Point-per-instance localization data
BEGIN

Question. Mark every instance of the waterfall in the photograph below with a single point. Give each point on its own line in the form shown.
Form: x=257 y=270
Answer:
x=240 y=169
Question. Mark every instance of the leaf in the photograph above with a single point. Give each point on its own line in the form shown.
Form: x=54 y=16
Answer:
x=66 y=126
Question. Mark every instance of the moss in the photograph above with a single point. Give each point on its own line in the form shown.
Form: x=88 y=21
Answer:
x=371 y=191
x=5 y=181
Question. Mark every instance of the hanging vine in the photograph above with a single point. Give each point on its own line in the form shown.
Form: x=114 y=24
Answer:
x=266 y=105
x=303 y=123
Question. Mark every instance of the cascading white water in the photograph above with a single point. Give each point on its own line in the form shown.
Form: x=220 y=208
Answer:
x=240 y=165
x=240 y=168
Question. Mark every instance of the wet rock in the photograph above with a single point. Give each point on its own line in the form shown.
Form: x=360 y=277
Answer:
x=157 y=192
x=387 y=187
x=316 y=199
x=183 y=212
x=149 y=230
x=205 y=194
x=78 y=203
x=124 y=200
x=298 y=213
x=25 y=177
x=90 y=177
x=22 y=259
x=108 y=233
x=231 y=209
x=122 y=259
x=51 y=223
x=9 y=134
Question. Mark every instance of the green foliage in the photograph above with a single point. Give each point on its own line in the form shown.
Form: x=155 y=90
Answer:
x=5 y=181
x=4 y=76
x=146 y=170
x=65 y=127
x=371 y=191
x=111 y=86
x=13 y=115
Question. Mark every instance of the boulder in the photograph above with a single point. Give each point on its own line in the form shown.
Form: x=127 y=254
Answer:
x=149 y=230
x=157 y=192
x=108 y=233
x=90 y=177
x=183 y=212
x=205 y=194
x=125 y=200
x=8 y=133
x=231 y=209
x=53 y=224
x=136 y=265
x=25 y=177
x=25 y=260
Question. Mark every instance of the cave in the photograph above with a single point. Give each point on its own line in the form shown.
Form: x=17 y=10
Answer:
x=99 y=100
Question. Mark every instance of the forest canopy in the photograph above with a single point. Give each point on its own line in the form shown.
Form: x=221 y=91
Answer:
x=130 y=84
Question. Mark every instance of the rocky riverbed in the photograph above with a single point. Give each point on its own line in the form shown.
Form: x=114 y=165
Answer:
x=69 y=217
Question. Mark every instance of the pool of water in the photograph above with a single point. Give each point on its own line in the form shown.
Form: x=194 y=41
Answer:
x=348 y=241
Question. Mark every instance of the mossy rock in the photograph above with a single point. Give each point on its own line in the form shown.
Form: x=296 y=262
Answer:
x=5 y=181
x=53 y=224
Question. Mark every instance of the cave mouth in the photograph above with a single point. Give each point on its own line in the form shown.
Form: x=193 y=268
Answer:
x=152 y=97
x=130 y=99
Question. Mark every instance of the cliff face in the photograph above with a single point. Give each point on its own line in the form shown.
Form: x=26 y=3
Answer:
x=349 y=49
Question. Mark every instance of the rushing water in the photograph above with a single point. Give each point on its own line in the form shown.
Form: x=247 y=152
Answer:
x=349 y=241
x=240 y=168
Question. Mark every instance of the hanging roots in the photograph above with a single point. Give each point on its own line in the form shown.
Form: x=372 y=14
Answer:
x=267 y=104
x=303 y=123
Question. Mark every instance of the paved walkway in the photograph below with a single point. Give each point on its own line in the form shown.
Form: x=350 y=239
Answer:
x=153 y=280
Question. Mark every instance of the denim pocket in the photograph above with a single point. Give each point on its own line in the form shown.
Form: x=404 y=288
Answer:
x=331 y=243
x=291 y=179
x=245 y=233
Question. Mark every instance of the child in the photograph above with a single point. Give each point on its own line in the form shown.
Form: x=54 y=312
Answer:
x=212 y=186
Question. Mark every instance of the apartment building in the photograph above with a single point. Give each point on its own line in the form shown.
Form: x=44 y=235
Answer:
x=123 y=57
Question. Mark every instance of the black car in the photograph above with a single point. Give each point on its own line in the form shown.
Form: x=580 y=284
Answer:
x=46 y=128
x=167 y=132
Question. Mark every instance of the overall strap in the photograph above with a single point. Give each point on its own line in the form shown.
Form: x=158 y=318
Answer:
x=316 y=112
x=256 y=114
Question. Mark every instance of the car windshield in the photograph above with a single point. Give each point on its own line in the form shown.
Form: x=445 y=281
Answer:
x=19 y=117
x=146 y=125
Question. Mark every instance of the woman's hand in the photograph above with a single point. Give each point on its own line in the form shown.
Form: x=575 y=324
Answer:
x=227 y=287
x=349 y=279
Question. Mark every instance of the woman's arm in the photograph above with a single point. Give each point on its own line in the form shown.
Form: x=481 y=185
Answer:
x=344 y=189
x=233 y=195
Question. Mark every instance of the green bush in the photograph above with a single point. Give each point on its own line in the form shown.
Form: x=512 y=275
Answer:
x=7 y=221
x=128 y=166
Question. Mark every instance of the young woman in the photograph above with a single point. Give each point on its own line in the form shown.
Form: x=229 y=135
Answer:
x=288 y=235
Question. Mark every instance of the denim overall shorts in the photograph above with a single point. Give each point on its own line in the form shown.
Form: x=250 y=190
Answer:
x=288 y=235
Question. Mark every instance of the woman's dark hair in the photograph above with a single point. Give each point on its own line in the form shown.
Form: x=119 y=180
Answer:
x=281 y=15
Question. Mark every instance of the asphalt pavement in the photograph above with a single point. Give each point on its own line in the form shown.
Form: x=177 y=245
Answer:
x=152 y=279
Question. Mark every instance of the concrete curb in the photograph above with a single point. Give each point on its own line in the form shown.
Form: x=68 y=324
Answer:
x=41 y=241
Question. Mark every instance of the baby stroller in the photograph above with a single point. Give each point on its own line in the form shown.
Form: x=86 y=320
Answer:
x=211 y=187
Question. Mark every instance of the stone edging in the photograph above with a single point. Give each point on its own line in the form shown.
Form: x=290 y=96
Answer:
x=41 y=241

END

• Directions for this task
Return only what runs from the line containing "Question. Mark every instance of the baby" to the last line of the records above, both ends included, exactly as written.

• Reply to the task
Question. Mark every instance of the baby stroller in the photograph above with a single point. Give each point on its own line in the form shown.
Form: x=86 y=320
Answer:
x=211 y=187
Question. Mark every instance of the stone edging in the photograph above with a single point. Give each point on its own line in the form shown.
Form: x=290 y=96
Answer:
x=41 y=241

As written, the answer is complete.